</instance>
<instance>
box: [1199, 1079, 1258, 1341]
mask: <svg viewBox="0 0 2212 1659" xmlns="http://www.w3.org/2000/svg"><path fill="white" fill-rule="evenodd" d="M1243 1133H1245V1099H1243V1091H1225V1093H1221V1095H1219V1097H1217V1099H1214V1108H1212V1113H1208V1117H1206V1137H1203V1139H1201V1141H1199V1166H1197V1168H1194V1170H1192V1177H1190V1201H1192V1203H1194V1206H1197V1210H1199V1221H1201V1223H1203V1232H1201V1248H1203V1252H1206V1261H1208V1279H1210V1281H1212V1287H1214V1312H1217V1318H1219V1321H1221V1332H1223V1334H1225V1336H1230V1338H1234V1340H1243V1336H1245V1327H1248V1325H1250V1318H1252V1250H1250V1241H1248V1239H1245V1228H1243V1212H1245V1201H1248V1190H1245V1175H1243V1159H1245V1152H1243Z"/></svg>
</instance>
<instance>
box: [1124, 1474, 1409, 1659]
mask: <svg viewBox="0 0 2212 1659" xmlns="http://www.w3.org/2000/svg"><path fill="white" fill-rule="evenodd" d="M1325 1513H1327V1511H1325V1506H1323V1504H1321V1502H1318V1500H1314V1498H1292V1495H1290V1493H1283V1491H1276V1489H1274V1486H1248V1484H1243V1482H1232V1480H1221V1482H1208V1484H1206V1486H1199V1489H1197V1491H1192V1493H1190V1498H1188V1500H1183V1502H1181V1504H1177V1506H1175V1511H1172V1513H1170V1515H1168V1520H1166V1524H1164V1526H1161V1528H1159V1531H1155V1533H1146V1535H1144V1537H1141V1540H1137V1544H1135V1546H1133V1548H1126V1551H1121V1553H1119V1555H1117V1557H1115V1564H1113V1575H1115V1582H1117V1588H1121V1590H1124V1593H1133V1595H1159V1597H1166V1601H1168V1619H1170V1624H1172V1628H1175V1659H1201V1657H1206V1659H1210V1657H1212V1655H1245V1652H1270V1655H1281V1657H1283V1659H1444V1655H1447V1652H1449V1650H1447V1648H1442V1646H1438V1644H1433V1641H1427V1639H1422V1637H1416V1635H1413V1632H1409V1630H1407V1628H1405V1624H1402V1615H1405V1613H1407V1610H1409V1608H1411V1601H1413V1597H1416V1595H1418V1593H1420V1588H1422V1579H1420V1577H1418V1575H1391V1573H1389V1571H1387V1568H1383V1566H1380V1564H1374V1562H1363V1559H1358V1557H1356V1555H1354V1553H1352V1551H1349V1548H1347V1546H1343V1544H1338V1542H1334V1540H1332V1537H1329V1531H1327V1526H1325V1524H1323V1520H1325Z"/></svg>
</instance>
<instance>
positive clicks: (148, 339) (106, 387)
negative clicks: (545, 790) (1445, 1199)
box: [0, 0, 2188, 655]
--------
■ Task description:
Tally the lines in the records that hold the word "clicks", and state only the resulting number.

■ Answer to the exercise:
2